- [THE TASK] Would you write out all of the data exactly as it appears below?

Dataset excerpts
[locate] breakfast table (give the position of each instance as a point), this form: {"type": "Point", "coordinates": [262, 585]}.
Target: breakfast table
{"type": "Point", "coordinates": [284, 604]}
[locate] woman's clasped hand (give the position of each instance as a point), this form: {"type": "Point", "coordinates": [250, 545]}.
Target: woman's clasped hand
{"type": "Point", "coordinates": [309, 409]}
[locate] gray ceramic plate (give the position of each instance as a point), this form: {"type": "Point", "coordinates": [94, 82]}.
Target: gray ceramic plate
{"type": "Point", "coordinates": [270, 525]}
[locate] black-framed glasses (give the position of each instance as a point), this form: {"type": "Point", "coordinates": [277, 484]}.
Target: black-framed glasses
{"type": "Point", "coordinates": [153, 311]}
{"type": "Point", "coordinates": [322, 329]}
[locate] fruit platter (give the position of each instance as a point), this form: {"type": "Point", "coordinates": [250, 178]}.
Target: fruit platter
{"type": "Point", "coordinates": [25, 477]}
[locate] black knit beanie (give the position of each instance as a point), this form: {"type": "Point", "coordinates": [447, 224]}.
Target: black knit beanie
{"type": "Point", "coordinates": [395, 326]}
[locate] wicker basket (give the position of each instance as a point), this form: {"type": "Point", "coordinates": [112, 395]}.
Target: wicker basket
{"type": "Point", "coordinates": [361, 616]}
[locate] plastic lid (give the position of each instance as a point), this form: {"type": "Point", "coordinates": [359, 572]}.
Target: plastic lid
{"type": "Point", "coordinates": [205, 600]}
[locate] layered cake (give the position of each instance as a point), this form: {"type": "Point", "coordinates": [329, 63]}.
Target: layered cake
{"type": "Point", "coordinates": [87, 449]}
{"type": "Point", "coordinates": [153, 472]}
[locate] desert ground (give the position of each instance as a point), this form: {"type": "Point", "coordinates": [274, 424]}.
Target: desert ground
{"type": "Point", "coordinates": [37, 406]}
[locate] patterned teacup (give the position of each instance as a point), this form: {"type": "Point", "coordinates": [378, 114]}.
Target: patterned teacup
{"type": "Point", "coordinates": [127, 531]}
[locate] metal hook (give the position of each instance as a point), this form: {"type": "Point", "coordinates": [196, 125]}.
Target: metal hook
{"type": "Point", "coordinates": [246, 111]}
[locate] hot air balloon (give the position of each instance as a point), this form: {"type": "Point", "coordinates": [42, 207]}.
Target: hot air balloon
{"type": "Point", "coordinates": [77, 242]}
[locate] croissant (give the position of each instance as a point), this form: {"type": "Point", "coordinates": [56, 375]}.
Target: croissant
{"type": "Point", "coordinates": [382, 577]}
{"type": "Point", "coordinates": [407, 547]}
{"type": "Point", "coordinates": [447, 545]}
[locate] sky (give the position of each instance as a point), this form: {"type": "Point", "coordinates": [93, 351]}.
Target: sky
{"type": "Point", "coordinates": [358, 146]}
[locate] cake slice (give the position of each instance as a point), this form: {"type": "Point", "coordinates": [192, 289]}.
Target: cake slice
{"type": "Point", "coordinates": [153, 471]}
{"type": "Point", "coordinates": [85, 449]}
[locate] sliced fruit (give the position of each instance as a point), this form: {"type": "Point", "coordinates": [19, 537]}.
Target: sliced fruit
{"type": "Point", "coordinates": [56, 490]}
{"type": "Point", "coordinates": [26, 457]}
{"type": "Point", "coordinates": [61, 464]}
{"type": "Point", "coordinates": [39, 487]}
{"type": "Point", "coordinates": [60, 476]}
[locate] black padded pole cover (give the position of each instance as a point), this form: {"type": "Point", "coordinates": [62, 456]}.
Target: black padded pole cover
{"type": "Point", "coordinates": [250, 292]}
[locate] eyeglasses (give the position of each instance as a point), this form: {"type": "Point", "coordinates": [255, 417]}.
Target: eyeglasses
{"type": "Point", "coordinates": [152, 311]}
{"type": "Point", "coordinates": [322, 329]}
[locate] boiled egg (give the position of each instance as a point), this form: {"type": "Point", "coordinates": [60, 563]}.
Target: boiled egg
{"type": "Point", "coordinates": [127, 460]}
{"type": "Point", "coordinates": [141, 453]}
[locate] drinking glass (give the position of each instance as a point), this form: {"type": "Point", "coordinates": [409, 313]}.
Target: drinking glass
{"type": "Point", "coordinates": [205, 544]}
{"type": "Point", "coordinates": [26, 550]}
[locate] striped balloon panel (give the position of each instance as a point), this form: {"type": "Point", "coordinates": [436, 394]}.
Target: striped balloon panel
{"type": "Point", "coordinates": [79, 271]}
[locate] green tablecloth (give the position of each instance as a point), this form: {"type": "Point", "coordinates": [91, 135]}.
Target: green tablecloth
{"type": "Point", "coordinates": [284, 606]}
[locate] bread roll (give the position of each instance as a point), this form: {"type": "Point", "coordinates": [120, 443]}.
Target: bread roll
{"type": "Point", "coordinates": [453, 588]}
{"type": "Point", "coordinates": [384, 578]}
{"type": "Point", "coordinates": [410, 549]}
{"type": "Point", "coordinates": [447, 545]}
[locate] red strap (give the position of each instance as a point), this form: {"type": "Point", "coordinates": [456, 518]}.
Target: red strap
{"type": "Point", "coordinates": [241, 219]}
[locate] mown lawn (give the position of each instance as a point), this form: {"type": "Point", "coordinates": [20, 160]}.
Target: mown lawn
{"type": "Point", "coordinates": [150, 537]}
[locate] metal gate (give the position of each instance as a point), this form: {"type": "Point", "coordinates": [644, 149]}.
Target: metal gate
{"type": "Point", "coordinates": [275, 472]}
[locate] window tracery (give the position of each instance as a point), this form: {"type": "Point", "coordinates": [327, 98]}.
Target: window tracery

- [TASK SOLUTION]
[locate] breakfast table (give the position of each instance as a point), this form: {"type": "Point", "coordinates": [262, 585]}.
Target: breakfast table
{"type": "Point", "coordinates": [284, 604]}
[locate] woman's clasped hand (give the position of each instance as a point), this form: {"type": "Point", "coordinates": [250, 545]}.
Target: woman's clasped hand
{"type": "Point", "coordinates": [309, 409]}
[locate] gray ceramic plate (give the position of each instance as a point), this form: {"type": "Point", "coordinates": [94, 82]}.
Target: gray ceramic plate
{"type": "Point", "coordinates": [270, 525]}
[locate] black-framed glasses (give the position of each instance as a point), this form: {"type": "Point", "coordinates": [277, 484]}.
Target: black-framed glasses
{"type": "Point", "coordinates": [153, 311]}
{"type": "Point", "coordinates": [322, 329]}
[locate] fruit platter (give the position of each instance as a point), this form: {"type": "Point", "coordinates": [250, 178]}.
Target: fruit platter
{"type": "Point", "coordinates": [25, 477]}
[locate] black knit beanie (give the position of each instance as a point), this form: {"type": "Point", "coordinates": [447, 224]}.
Target: black knit beanie
{"type": "Point", "coordinates": [395, 326]}
[locate] wicker basket (give the position of each instance as a point), this form: {"type": "Point", "coordinates": [112, 395]}.
Target: wicker basket
{"type": "Point", "coordinates": [361, 616]}
[locate] plastic lid (give the position of each instance as a point), this form: {"type": "Point", "coordinates": [359, 572]}.
Target: plastic lid
{"type": "Point", "coordinates": [205, 600]}
[locate] layered cake (give the position of each instance as a point), this form: {"type": "Point", "coordinates": [329, 63]}.
Target: layered cake
{"type": "Point", "coordinates": [87, 449]}
{"type": "Point", "coordinates": [153, 472]}
[locate] desert ground (give the position of each instance as a point), this form: {"type": "Point", "coordinates": [274, 424]}.
Target: desert ground
{"type": "Point", "coordinates": [37, 406]}
[locate] patterned teacup (give the position of each instance as a point), this form: {"type": "Point", "coordinates": [378, 114]}.
Target: patterned teacup
{"type": "Point", "coordinates": [127, 531]}
[locate] metal hook (give the position of each instance as a point), this form: {"type": "Point", "coordinates": [196, 125]}.
Target: metal hook
{"type": "Point", "coordinates": [246, 111]}
[locate] hot air balloon (give the position of each instance as a point), this form: {"type": "Point", "coordinates": [42, 207]}.
Target: hot air balloon
{"type": "Point", "coordinates": [77, 242]}
[locate] croissant (give the position of each instance as a point), this form: {"type": "Point", "coordinates": [56, 375]}.
Target: croissant
{"type": "Point", "coordinates": [382, 577]}
{"type": "Point", "coordinates": [407, 547]}
{"type": "Point", "coordinates": [447, 545]}
[locate] sky (give the position of each instance as a point), this form: {"type": "Point", "coordinates": [93, 351]}.
Target: sky
{"type": "Point", "coordinates": [358, 146]}
[locate] cake slice (give the position of each instance as a point), this form: {"type": "Point", "coordinates": [192, 289]}.
Target: cake slice
{"type": "Point", "coordinates": [153, 471]}
{"type": "Point", "coordinates": [85, 449]}
[locate] sliced fruit (give the position of each instance as a point), this form: {"type": "Point", "coordinates": [19, 537]}.
Target: sliced fruit
{"type": "Point", "coordinates": [56, 490]}
{"type": "Point", "coordinates": [26, 457]}
{"type": "Point", "coordinates": [61, 464]}
{"type": "Point", "coordinates": [39, 487]}
{"type": "Point", "coordinates": [60, 476]}
[locate] black padded pole cover (give the position of each instance as a point), this form: {"type": "Point", "coordinates": [62, 456]}.
Target: black padded pole cover
{"type": "Point", "coordinates": [250, 292]}
[locate] eyeglasses (give the position of each instance as a point), this form: {"type": "Point", "coordinates": [255, 417]}.
Target: eyeglasses
{"type": "Point", "coordinates": [152, 311]}
{"type": "Point", "coordinates": [322, 329]}
[locate] boiled egg (give the position of each instance as a point), this form: {"type": "Point", "coordinates": [60, 563]}.
Target: boiled egg
{"type": "Point", "coordinates": [127, 460]}
{"type": "Point", "coordinates": [141, 453]}
[locate] drinking glass (give the position of each instance as a point), this form: {"type": "Point", "coordinates": [409, 313]}.
Target: drinking glass
{"type": "Point", "coordinates": [205, 544]}
{"type": "Point", "coordinates": [26, 550]}
[locate] striped balloon panel (give the position of each instance as a point), this form: {"type": "Point", "coordinates": [436, 394]}.
Target: striped balloon panel
{"type": "Point", "coordinates": [79, 271]}
[locate] green tablecloth (give the position of each instance as a point), this form: {"type": "Point", "coordinates": [91, 135]}.
Target: green tablecloth
{"type": "Point", "coordinates": [284, 606]}
[locate] bread roll (give the position of each instance as a point), this form: {"type": "Point", "coordinates": [120, 443]}.
Target: bread roll
{"type": "Point", "coordinates": [453, 588]}
{"type": "Point", "coordinates": [384, 578]}
{"type": "Point", "coordinates": [410, 549]}
{"type": "Point", "coordinates": [447, 545]}
[locate] red strap (give the position of each instance as a point), this form: {"type": "Point", "coordinates": [456, 518]}.
Target: red strap
{"type": "Point", "coordinates": [241, 219]}
[locate] mown lawn (give the position of each instance as a point), this form: {"type": "Point", "coordinates": [20, 160]}.
Target: mown lawn
{"type": "Point", "coordinates": [150, 537]}
[locate] metal gate (give the position of each instance as a point), this form: {"type": "Point", "coordinates": [644, 149]}.
Target: metal gate
{"type": "Point", "coordinates": [275, 472]}
[locate] window tracery (give the position of each instance as a point), this form: {"type": "Point", "coordinates": [327, 98]}.
Target: window tracery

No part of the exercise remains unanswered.